> Extract provided

= Grammy Award for Best Performance by an Orchestra or Instrumentalist with Orchestra =

Award

The Grammy Award for Best Performance by an Orchestra or Instrumentalist with Orchestra - Primarily Not Jazz or for Dancing was awarded from 1959 to 1964. The award had several minor name changes:

- From 1959 to 1960 the award was known as Best Performance by an Orchestra
- In 1961 it was awarded as Best Performance by an Orchestra - for Other Than Dancing
- From 1962 to 1964 it has been awarded as Best Performance by an Orchestra or Instrumentalist with Orchestra - Primarily Not Jazz or for Dancing

This award was presented alongside the award for Best Performance by an Orchestra – for Dancing.

Years reflect the year in which the Grammy Awards were presented, for works released in the previous year.

> Listed records
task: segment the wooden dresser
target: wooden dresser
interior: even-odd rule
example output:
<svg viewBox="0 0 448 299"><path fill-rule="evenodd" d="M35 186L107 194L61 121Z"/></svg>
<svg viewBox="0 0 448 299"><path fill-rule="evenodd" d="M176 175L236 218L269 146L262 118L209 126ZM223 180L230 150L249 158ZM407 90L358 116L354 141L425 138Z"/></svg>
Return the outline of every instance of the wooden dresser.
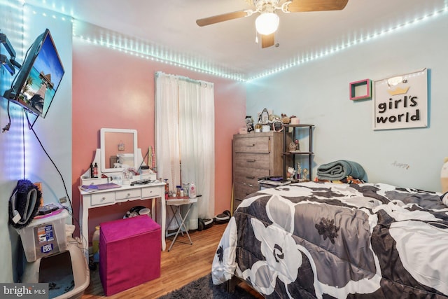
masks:
<svg viewBox="0 0 448 299"><path fill-rule="evenodd" d="M233 135L233 210L259 190L258 178L283 173L283 133L266 132Z"/></svg>

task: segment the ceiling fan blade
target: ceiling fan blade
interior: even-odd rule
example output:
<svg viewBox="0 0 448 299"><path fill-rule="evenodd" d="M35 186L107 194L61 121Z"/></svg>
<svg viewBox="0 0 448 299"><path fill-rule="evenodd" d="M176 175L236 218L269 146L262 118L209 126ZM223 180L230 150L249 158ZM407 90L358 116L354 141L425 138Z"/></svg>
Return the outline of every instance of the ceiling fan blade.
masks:
<svg viewBox="0 0 448 299"><path fill-rule="evenodd" d="M273 33L268 35L261 35L261 48L263 49L274 46L274 41L275 39Z"/></svg>
<svg viewBox="0 0 448 299"><path fill-rule="evenodd" d="M304 11L341 11L349 0L294 0L286 6L291 13Z"/></svg>
<svg viewBox="0 0 448 299"><path fill-rule="evenodd" d="M222 15L214 15L213 17L204 18L196 20L196 24L199 26L210 25L211 24L219 23L220 22L228 21L230 20L238 19L239 18L250 15L248 11L234 11L233 13L223 13Z"/></svg>

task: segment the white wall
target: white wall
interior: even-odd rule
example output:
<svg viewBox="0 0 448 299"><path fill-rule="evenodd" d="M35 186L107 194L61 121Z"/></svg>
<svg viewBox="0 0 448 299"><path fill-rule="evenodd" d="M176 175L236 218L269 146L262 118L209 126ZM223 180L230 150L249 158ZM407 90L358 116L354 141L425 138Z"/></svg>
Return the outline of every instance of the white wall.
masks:
<svg viewBox="0 0 448 299"><path fill-rule="evenodd" d="M447 32L444 13L253 81L246 113L255 119L266 107L315 125L313 177L318 165L346 159L360 163L370 182L440 190L440 169L448 156ZM425 67L430 69L426 128L374 131L372 101L349 100L350 82Z"/></svg>
<svg viewBox="0 0 448 299"><path fill-rule="evenodd" d="M65 19L65 20L64 20ZM0 29L6 34L22 63L26 50L46 28L52 34L65 69L65 74L46 118L36 120L34 129L46 151L61 172L69 195L71 197L71 22L66 16L42 9L22 6L20 1L0 1ZM5 54L4 48L1 53ZM0 69L0 94L9 88L13 77ZM43 185L44 203L57 202L66 196L65 188L57 170L38 144L32 131L24 123L22 109L11 104L11 127L0 133L0 282L17 281L19 249L18 235L8 225L8 200L18 180L28 179ZM31 116L34 121L34 117ZM0 98L0 126L8 122L7 101ZM8 229L6 229L8 228ZM20 267L20 265L19 265Z"/></svg>

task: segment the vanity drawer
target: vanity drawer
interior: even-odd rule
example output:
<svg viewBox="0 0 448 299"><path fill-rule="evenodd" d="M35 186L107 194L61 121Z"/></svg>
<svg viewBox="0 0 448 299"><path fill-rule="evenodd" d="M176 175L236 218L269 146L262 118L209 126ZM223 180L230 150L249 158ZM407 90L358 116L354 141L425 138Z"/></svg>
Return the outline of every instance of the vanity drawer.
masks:
<svg viewBox="0 0 448 299"><path fill-rule="evenodd" d="M234 159L237 167L270 169L270 157L267 153L235 153Z"/></svg>
<svg viewBox="0 0 448 299"><path fill-rule="evenodd" d="M141 197L140 189L123 190L115 192L117 200L127 200L130 198L139 198Z"/></svg>
<svg viewBox="0 0 448 299"><path fill-rule="evenodd" d="M269 137L239 138L234 139L235 153L269 153Z"/></svg>
<svg viewBox="0 0 448 299"><path fill-rule="evenodd" d="M115 202L115 193L113 192L92 194L90 196L90 205L92 206L113 204Z"/></svg>
<svg viewBox="0 0 448 299"><path fill-rule="evenodd" d="M141 198L161 197L162 193L164 196L164 188L148 187L141 188Z"/></svg>

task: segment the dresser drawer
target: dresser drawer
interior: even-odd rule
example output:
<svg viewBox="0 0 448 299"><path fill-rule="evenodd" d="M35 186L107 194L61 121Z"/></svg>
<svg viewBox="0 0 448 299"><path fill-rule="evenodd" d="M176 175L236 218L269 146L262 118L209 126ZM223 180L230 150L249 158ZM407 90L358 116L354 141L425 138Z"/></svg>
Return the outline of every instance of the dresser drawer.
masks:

> Given problem
Answer these questions using the Grammy award text.
(a) In which years was the award presented?
(b) Under what name was it awarded in 1961?
(c) Which award was presented alongside it?
The records have no connection to the Grammy award text.

> Written solution
(a) From 1959 to 1964.
(b) Best Performance by an Orchestra - for Other Than Dancing.
(c) Best Performance by an Orchestra – for Dancing.